DIRECTIVE A
From the thread on editing page content with PHP, extract everything from "That's really simple, instead" down to "better than SimpleHTMLDom.".

To do what you want I guess the simplest way is to present the page to the browser, build some kind of javascript that finds and edits editable areas and submit that to a PHP file via AJAX.

The PHP file would then receive the content and the place where it should change the content, I still don't understand very well how the static CMS do it, but there are some open source projects, check here and here. I suggest you study their code to find out how they do it.


That's really simple, instead of incluiding the file like this:

file_get_contents('/path/to/file.php');

You have to do it like this:

file_get_contents('http://your-host.com/path/to/file.php');

Also, take a look at QueryPath, seems to be a lot better than SimpleHTMLDom.

Alix Axel
Thanks, I had a look at the other CMSs you pointed me towards and they work a little bit differently. All good research though. QueryPath looks decent too.
Scott
@Scott: Are you sure? Have you seen **Orbis CMS** and **MechEdit**?
Alix Axel
@Alix Axel - MechEdit works with only HTML files - so it does not have to be respectful of PHP code like includes etc. Orbis stores its data separately from the template files and then uses PHP code to place the relevant content in the right place: e.g. "<?php echo(orbis_data([page name],[section name])); ?>" - both have similar models but are ever so slightly different.
Scott
@Scott: Nice, good luck with your project. Take a look at Unify CMS, it seems to do what you want.
Alix Axel
@Alix Aexl. Thanks very much. I am the developer of Pixie (www.getpixie.co.uk) and at the moment I am just exploring some ideas for the future of the project. Unify looks to be based on a very similar concept. I Will have to have a play!
Scott
@Scott: We could use a open-source alternative to Unify, good luck with your development and if you're successful drop me an email please, I would like to try it out! =)
Alix Axel
A: 

You need to just store the user-inputted text somewhere and load it into, and output it with, your PHP template.

I'd look into learning to use a database. There is nothing heavy-weight or slow about it, and really, this is what they're for. If you don't want to use a database, you can use files instead. I'd suggest storing the data in the file in JSON format to give it some structure.

Here's a very simple system to use files to store and retrieve JSON encoded data.

Make an array of what you want to save after editing

$user_data=array('title'=>$user_supplied_info,'content'=>$user_supplied_words);
$json_data=json_encode($user_data);
file_put_contents('path_to/user_data/thisuser',$json_data);

Then when it's time to display the page

<?php
$user_data=array('title'=>'My page rocks!','content'=>'lorems ipso diddy doo dah');

$file_data=file_get_contents('path_to/user_data/thisuser');
if(!$user_data){$no_data=true;}//file not found
$data_array=json_decode($user_data,true);
if(!is_array($data_array))

Coordinate labeling data

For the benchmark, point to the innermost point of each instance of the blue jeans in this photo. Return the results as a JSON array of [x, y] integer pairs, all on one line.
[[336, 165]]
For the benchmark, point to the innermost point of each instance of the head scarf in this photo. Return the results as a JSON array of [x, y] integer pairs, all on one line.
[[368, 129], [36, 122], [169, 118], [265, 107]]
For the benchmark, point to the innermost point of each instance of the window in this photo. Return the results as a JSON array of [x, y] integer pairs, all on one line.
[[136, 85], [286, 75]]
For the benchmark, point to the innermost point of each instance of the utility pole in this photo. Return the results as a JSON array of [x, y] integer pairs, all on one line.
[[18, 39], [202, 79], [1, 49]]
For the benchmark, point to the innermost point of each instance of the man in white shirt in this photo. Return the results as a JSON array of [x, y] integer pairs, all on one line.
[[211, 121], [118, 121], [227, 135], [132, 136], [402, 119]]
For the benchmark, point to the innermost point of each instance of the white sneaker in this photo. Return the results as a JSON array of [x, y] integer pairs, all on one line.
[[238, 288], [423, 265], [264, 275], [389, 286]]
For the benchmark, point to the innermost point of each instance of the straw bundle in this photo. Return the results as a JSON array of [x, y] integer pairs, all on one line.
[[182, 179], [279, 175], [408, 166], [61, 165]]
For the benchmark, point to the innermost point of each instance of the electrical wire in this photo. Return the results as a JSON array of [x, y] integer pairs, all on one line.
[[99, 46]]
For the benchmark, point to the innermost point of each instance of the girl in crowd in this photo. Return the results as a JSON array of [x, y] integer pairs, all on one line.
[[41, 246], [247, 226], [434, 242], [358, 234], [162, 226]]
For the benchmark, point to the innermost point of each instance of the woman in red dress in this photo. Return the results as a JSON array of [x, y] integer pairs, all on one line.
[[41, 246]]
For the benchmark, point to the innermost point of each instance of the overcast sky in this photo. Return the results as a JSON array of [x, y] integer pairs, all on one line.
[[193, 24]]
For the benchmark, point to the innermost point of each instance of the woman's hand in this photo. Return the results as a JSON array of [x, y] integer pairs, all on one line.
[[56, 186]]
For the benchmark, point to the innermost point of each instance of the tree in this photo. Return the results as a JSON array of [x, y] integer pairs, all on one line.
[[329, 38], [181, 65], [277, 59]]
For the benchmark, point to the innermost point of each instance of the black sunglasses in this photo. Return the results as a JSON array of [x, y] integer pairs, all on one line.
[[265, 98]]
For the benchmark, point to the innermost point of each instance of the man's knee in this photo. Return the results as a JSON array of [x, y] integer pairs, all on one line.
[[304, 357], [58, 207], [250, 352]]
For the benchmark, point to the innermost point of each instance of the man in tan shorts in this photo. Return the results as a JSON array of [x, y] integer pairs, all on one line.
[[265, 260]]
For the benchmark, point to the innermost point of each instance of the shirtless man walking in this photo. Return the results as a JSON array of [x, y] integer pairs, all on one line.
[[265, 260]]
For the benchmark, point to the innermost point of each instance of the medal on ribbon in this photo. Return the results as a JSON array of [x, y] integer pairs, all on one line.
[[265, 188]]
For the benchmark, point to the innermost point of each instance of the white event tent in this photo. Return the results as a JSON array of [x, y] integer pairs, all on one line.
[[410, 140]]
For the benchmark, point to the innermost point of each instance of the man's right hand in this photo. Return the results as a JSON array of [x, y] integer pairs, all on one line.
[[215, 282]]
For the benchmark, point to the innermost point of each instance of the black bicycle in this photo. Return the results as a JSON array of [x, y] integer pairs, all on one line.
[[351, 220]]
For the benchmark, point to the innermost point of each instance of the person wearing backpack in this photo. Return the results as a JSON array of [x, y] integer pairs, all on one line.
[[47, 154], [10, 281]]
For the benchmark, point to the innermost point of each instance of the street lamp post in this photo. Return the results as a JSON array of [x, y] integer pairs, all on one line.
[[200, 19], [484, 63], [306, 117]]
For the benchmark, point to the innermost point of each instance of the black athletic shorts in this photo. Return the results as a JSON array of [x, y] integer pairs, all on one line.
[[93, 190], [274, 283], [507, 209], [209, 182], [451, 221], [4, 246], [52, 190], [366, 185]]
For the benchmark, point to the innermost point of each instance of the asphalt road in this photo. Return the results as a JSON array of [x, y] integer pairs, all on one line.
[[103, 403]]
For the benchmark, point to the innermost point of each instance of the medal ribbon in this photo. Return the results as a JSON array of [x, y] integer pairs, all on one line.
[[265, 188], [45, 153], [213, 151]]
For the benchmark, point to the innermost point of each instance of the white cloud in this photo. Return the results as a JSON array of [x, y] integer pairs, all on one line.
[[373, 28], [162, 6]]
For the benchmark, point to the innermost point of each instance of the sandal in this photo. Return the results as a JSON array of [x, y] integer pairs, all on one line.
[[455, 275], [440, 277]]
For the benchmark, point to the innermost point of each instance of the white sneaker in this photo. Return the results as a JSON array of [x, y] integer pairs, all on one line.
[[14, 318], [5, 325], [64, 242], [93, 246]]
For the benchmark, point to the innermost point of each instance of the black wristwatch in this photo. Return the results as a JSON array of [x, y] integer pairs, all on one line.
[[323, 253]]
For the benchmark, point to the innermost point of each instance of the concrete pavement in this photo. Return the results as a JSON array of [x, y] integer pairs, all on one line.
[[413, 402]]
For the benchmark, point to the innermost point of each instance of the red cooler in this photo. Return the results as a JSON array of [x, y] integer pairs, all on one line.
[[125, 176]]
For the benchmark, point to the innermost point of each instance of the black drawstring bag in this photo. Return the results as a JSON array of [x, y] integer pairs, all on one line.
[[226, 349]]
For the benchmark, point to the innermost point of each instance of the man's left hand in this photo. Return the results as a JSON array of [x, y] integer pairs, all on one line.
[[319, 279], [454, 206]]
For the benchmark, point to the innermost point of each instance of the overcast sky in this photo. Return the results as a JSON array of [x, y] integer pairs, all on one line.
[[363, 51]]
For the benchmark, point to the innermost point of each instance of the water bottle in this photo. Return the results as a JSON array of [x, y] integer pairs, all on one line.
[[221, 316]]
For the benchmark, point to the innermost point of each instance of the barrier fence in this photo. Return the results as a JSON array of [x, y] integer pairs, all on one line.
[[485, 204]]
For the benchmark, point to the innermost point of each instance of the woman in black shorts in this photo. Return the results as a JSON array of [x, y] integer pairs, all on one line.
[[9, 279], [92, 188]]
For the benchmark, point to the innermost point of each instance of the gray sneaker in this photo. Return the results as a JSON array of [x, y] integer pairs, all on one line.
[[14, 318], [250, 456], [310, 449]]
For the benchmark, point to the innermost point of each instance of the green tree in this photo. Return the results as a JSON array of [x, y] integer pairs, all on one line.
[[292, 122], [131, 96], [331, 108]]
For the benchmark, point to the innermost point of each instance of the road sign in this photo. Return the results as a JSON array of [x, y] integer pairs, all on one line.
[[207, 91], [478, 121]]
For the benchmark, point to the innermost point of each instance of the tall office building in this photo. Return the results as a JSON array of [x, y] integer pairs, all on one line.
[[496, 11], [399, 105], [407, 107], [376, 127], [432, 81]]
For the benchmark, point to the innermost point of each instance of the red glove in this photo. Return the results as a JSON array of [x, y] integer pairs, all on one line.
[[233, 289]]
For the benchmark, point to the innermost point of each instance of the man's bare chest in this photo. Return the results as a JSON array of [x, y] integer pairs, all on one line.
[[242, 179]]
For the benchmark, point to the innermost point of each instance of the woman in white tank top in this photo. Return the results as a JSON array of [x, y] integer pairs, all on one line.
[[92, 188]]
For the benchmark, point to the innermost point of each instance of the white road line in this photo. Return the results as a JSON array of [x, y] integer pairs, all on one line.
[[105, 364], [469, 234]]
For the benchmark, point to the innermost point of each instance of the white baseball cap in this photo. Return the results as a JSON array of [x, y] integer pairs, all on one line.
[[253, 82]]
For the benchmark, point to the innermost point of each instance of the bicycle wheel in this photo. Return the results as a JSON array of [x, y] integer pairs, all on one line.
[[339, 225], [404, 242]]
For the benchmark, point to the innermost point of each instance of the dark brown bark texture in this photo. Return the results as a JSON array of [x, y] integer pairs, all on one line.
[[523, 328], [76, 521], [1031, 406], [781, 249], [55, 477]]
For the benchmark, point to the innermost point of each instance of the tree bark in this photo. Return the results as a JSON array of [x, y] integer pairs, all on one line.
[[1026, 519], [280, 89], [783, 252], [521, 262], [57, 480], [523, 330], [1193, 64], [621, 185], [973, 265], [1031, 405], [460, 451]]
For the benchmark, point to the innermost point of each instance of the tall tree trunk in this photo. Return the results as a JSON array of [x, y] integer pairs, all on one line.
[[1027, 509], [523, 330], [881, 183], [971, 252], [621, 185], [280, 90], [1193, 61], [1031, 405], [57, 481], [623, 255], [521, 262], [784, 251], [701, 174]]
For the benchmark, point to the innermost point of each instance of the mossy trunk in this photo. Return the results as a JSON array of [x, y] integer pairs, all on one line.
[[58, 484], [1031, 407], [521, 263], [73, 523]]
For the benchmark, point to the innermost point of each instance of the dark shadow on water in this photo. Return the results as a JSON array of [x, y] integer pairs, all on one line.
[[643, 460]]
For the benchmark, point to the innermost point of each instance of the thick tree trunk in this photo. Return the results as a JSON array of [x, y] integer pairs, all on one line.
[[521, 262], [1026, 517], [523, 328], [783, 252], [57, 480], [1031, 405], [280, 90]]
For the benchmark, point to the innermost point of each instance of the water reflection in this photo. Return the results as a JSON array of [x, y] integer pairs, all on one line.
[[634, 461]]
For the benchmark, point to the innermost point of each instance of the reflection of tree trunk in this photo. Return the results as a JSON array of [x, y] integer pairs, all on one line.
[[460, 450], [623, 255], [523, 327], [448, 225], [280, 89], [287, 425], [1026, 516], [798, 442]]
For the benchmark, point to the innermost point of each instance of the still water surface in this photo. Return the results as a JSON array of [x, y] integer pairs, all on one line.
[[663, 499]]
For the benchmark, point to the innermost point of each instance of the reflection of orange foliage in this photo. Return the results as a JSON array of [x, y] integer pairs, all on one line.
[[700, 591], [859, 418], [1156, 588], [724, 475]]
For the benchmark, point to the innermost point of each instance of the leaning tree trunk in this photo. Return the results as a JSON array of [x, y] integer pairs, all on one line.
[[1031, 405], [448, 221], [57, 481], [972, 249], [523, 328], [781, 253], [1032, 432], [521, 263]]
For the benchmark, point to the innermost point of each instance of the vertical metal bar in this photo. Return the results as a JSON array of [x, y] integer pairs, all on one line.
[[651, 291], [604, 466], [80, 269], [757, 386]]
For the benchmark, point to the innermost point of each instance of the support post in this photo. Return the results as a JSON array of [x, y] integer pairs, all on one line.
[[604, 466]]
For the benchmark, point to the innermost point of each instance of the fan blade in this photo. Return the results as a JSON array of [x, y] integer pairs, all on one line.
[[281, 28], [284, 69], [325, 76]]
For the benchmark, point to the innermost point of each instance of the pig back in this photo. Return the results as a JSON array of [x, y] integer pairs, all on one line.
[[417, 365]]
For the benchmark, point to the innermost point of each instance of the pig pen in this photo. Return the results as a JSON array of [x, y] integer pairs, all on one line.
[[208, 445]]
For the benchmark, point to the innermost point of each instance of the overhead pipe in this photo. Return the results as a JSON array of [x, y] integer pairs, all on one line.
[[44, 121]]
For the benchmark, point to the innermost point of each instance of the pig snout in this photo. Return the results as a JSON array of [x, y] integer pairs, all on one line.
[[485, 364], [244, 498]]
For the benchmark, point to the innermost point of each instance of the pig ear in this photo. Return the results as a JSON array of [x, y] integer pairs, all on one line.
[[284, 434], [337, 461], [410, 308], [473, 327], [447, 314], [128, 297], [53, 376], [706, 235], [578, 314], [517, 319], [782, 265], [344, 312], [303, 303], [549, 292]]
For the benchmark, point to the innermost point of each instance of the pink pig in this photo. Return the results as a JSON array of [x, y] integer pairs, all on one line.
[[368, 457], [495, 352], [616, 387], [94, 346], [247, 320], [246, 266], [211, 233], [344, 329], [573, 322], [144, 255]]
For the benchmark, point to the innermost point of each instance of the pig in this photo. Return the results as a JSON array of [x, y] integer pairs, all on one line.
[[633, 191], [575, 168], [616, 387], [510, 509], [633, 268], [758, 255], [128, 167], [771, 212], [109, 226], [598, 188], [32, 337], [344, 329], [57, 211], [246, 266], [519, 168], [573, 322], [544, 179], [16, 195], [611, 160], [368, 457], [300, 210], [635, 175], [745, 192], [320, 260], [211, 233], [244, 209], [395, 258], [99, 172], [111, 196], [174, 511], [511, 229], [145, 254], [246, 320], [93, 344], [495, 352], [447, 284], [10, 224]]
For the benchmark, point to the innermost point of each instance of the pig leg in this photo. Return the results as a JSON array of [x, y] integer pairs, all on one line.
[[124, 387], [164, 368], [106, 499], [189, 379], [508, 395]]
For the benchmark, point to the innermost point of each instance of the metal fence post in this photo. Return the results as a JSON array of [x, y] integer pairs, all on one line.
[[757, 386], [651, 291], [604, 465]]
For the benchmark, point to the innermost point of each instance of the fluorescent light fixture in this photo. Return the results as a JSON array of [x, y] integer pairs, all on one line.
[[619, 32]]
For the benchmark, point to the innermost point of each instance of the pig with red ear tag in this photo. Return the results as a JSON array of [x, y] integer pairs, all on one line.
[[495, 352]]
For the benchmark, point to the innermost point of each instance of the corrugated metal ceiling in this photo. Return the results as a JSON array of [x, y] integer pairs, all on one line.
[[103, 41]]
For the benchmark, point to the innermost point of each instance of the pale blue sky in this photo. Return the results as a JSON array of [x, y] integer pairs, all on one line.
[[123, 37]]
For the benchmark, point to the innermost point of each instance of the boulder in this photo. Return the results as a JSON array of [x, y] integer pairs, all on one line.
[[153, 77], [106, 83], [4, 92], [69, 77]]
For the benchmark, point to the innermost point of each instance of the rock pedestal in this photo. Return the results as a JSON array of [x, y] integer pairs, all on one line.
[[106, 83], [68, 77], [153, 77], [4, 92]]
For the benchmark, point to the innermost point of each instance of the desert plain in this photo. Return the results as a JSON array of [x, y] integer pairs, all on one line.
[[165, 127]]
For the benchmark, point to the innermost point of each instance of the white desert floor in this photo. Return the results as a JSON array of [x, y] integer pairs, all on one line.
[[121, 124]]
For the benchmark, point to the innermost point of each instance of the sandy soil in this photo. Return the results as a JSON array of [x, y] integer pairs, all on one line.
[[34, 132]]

DIRECTIVE B
Filter the records above, keeping every line that contains the string "dress". Matching is case-sensitive.

COMPLETE RESPONSE A
That's really simple, instead of incluiding the file like this:

file_get_contents('/path/to/file.php');

You have to do it like this:

file_get_contents('http://your-host.com/path/to/file.php');

Also, take a look at QueryPath, seems to be a lot better than SimpleHTMLDom.

COMPLETE RESPONSE B
For the benchmark, point to the innermost point of each instance of the woman in red dress in this photo. Return the results as a JSON array of [x, y] integer pairs, all on one line.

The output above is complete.